> **Available data**
· · · · ·
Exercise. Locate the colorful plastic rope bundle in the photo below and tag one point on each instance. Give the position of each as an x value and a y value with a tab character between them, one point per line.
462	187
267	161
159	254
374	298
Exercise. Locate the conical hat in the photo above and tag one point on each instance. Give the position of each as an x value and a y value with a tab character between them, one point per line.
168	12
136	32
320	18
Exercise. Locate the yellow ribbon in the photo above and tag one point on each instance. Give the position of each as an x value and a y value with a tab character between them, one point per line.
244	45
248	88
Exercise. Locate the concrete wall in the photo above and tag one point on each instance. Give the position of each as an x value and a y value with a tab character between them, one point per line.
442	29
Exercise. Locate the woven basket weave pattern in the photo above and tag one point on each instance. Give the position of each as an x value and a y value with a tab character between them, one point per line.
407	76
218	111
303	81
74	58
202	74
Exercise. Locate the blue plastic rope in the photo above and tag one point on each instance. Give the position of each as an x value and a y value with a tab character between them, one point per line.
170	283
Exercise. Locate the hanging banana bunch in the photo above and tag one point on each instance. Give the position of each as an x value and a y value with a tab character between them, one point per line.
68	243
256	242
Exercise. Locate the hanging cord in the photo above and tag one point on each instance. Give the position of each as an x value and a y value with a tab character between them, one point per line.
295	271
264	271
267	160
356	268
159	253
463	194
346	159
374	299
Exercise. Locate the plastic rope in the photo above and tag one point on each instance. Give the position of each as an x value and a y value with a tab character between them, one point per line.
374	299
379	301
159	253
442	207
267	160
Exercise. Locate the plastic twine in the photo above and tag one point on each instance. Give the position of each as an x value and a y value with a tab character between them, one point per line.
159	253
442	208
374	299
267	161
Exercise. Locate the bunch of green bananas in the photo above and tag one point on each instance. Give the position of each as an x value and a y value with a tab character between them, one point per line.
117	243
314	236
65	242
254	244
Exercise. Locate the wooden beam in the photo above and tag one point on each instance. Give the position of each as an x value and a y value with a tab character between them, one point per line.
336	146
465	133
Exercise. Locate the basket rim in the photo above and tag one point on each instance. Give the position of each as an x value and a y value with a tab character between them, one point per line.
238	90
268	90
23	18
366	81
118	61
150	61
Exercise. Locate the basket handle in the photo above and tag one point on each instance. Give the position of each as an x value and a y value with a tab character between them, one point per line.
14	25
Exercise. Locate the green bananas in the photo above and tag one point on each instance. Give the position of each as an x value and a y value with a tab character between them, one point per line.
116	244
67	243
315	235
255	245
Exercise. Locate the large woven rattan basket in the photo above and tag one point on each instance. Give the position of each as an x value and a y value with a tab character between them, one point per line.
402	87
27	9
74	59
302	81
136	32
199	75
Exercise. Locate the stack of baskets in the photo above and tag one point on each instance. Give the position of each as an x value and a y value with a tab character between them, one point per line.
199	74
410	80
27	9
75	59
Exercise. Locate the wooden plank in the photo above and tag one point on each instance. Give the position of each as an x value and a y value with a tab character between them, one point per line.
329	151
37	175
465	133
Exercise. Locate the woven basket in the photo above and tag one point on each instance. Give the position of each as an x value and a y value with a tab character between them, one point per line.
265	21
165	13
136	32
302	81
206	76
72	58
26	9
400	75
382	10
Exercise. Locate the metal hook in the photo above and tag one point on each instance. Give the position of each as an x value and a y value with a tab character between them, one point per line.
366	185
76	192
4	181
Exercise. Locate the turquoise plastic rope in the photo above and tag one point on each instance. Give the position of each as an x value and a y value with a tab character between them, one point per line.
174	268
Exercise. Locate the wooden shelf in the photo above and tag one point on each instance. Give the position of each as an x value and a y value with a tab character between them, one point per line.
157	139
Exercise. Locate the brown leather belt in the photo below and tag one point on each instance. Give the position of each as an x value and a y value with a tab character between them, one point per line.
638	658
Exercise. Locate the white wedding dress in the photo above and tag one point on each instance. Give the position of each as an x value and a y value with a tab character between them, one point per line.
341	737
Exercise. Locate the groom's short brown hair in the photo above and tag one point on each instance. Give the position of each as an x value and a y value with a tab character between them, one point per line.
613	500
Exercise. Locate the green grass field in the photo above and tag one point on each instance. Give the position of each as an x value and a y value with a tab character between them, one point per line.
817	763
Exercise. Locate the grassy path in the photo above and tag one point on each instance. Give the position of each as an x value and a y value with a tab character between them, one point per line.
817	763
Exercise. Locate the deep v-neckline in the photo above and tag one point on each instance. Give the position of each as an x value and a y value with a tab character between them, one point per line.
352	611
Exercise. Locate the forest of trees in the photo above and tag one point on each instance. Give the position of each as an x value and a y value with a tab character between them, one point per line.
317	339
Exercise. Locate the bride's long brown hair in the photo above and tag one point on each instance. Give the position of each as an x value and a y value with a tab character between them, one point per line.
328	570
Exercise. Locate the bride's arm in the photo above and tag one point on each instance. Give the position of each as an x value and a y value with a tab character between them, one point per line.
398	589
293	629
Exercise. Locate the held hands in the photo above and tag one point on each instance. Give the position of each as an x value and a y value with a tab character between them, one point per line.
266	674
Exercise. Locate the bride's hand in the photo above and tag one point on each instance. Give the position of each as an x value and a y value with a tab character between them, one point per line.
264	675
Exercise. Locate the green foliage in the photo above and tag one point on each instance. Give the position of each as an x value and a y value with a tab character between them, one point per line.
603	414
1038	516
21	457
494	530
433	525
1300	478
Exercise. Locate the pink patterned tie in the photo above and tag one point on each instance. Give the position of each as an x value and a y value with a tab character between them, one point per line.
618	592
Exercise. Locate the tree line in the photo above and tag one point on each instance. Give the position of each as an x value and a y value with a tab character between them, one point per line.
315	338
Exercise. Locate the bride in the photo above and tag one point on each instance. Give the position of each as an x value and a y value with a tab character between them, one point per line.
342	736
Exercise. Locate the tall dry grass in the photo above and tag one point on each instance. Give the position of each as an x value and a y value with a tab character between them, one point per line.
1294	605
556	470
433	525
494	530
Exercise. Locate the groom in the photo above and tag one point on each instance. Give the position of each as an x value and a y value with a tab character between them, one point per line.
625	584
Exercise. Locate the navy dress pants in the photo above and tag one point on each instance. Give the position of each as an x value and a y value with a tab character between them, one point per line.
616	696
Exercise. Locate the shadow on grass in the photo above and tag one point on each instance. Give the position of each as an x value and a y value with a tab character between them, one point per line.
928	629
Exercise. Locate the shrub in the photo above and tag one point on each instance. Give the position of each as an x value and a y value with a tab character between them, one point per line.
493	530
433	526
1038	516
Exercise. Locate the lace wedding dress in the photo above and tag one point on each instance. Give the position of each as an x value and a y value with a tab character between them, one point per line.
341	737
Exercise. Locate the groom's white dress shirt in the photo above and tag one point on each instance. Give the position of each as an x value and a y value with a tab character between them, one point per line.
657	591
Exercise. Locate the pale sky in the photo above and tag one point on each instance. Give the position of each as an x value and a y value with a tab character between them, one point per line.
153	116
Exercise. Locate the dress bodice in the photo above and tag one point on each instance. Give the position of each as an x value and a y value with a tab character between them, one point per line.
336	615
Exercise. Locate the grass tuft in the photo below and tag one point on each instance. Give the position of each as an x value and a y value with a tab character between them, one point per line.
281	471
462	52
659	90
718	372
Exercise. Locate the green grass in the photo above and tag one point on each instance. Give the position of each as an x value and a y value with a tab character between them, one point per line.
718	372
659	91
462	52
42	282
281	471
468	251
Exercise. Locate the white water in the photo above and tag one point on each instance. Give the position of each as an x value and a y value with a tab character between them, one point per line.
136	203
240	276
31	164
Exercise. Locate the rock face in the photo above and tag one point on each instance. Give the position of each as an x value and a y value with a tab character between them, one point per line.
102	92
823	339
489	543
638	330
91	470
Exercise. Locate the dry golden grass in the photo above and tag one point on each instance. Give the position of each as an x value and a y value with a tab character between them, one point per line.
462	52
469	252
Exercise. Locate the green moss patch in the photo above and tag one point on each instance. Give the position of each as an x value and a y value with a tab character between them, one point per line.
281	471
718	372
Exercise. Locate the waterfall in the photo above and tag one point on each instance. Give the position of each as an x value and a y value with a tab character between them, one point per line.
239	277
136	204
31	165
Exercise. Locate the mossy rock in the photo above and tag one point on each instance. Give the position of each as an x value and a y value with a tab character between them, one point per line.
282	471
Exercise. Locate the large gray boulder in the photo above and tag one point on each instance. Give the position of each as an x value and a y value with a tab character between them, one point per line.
· · · · ·
> **Problem requirements**
Return, with nothing added or dropped, the line containing "Exercise. Locate the mossy" and every line after it to the end of the listing above.

> **Exercise output**
Exercise. Locate the mossy rock in the photo above and tag one point on each instance. Give the position of each as an x value and a y value with a tab character between them, one point per line.
282	471
Exercise. Locate the large gray boulder in the photo above and tag one point on each instance. Give the position of each as an x value and a y value with a tab character between them, one point per line.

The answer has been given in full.